Write out again everything from the line containing "TARGET = concrete rubble" down to the line containing "x=425, y=274", both included, with the requests kept. Shift each answer coordinate by adding 146 to both its x and y values, and leave the sample coordinates unchanged.

##### Information shown #####

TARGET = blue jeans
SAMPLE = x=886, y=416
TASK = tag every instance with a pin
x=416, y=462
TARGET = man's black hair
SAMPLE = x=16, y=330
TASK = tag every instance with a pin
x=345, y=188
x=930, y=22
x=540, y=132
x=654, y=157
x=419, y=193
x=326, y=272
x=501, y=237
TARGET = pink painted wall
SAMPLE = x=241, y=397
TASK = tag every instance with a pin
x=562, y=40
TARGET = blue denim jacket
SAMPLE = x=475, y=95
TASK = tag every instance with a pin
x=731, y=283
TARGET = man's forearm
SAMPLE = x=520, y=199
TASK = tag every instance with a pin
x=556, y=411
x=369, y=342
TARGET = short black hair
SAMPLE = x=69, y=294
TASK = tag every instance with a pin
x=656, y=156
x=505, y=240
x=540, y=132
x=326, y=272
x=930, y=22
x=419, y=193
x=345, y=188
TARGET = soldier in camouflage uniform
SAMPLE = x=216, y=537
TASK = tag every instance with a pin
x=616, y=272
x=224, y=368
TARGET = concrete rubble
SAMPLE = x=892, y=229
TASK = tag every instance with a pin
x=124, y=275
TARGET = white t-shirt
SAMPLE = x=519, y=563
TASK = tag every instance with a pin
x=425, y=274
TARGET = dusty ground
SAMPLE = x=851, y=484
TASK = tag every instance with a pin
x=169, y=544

#####

Result of this task:
TARGET = concrete rubble
SAMPLE = x=892, y=229
TASK = tag every instance with a pin
x=270, y=421
TARGET = white t-shirt
SAMPLE = x=519, y=563
TASK = tag every instance with a pin
x=571, y=420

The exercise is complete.